## MATERIAL PROVIDED
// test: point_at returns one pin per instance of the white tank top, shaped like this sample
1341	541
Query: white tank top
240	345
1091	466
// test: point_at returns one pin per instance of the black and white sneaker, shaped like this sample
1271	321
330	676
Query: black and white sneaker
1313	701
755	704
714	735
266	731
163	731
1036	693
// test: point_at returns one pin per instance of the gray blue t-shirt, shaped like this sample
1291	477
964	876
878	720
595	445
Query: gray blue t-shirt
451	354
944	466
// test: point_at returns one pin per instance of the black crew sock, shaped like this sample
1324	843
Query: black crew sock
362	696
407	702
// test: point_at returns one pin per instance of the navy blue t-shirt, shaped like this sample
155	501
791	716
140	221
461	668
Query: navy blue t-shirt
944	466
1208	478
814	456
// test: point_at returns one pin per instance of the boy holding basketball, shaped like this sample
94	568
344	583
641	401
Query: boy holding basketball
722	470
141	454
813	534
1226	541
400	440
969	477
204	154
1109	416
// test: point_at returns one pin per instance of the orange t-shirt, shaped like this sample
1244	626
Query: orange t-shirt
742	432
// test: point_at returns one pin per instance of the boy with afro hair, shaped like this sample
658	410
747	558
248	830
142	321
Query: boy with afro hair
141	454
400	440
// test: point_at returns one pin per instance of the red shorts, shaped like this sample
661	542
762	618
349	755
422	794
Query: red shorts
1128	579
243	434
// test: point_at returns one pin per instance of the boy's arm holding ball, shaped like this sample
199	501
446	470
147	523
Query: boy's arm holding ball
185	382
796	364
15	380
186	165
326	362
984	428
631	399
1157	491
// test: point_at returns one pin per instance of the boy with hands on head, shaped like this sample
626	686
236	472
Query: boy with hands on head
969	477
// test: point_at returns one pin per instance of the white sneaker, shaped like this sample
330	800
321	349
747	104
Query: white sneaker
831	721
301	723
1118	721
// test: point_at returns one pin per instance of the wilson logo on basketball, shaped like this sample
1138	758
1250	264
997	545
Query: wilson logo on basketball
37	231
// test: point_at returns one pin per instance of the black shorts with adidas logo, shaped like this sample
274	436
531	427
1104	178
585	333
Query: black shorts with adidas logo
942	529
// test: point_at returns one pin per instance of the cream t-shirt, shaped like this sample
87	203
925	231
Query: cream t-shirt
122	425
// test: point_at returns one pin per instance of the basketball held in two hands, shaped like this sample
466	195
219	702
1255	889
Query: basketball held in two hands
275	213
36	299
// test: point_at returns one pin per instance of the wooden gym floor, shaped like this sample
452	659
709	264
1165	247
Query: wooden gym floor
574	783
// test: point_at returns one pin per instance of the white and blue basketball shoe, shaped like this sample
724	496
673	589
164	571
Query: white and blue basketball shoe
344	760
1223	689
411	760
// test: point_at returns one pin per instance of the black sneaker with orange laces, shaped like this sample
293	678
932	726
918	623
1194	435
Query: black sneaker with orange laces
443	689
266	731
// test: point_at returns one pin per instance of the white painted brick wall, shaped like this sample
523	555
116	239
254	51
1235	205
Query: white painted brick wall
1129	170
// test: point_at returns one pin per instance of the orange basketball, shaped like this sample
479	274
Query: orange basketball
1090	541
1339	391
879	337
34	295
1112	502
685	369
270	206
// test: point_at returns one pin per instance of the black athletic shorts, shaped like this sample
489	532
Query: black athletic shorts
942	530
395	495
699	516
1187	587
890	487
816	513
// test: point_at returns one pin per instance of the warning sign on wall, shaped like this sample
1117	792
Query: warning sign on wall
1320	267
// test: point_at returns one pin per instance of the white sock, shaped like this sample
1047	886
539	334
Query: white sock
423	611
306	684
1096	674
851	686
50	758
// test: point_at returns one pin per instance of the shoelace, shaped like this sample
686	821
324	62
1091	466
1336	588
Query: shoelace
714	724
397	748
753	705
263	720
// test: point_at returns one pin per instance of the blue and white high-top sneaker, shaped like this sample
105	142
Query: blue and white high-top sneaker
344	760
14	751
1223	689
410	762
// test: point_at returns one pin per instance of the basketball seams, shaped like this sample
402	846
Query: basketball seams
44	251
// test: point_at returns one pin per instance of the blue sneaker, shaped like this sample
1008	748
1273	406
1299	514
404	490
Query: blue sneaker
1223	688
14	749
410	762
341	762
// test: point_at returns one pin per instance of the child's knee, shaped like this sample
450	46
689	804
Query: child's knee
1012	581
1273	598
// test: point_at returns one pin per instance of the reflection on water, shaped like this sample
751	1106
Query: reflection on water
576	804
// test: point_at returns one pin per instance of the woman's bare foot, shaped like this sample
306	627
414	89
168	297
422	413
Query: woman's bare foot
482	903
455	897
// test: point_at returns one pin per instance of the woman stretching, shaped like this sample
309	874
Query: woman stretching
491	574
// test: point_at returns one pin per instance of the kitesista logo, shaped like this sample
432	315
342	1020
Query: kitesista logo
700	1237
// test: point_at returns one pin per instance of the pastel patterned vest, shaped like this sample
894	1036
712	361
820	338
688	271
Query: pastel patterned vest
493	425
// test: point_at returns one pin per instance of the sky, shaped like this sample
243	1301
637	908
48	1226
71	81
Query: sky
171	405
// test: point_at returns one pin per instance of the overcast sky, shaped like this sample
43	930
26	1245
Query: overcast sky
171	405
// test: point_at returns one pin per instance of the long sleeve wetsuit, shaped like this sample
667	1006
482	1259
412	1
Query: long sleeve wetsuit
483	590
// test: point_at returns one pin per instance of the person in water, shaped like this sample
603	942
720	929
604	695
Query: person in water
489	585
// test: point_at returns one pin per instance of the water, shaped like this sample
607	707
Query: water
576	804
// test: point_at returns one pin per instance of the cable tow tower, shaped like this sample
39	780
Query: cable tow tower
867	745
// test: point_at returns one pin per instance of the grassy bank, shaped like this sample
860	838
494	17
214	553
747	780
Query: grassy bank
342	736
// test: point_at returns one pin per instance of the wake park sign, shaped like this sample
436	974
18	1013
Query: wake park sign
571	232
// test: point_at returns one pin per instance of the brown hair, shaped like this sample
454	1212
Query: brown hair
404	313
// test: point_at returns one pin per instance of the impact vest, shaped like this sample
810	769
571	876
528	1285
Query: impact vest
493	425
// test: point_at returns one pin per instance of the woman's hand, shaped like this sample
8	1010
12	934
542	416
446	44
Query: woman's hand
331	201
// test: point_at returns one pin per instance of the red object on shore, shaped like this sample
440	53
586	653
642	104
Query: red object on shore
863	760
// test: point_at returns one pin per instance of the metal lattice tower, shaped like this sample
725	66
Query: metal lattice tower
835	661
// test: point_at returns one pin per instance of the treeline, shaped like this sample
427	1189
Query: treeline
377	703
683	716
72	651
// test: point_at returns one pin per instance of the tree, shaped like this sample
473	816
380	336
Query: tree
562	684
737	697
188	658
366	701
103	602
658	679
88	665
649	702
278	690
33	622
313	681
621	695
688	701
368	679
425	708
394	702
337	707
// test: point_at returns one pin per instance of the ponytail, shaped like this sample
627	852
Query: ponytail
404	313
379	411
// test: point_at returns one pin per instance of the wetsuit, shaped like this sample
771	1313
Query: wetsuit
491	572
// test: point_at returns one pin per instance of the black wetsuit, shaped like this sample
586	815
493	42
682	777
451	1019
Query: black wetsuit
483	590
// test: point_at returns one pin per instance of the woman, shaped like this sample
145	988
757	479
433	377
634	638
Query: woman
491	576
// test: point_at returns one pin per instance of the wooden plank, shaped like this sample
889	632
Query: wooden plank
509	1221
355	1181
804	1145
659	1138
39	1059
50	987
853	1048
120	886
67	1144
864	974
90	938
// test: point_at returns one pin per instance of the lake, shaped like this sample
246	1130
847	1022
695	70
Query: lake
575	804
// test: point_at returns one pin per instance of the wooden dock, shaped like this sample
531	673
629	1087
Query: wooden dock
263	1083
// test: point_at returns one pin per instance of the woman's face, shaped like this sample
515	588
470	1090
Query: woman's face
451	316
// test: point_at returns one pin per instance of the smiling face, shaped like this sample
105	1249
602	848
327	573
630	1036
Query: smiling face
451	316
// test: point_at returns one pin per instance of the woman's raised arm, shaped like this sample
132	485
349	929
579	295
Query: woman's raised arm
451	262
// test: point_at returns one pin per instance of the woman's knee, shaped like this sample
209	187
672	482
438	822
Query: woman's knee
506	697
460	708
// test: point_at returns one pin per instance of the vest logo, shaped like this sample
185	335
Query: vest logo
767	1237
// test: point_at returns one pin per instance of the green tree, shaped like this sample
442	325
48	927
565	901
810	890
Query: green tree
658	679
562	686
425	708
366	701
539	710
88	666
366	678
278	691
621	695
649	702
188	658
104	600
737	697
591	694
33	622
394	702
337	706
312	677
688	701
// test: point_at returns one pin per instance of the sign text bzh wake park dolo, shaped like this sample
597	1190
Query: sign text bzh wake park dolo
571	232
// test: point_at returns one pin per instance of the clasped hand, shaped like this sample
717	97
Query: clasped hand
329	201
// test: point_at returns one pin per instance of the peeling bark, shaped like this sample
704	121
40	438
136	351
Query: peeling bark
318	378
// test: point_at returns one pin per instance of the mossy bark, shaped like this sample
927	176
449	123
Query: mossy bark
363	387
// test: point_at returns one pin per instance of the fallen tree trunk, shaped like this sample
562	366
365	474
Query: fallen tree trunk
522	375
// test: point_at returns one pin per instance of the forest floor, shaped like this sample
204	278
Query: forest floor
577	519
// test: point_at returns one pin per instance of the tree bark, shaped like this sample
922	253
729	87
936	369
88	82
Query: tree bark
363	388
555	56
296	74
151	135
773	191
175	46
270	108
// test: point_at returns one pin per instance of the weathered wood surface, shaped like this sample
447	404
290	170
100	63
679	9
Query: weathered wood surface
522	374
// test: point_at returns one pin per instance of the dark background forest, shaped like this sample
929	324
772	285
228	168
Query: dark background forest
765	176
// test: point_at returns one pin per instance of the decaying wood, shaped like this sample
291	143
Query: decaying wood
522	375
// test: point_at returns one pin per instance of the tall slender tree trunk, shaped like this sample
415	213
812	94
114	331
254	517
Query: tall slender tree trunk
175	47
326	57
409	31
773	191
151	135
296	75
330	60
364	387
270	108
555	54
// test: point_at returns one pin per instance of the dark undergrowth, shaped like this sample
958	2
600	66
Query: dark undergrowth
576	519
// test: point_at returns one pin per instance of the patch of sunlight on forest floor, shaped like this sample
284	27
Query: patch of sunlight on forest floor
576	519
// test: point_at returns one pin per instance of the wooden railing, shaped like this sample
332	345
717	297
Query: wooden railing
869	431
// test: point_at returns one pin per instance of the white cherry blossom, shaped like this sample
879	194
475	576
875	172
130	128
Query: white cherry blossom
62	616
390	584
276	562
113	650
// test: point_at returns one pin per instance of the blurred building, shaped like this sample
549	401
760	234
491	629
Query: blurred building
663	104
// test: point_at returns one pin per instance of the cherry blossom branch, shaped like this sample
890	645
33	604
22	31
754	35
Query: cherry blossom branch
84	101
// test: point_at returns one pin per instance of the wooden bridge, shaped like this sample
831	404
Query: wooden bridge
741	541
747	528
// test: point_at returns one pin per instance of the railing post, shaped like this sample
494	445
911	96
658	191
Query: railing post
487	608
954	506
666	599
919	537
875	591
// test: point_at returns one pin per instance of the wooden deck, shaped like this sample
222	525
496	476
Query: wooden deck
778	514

## INSTRUCTION
Repeat, exactly and only, the lines above from the one containing "branch, shaped like this sample" through the end of the material.

## TASK OUTPUT
// test: point_at returns one pin per instance of the cherry blossom branch, shaped like this sample
890	645
33	604
22	31
754	35
Query: cherry blossom branch
84	101
// test: point_at returns one pin per instance of the wooden bridge, shaped like this sample
831	404
Query: wooden bridge
741	541
747	528
// test: point_at returns one pin per instance of the railing post, shaped like this sample
494	445
911	96
658	191
Query: railing post
487	608
954	506
666	599
919	537
875	591
// test: point_at returns one pin per instance of the wooden deck, shaped like this sample
222	525
496	476
Query: wooden deck
778	514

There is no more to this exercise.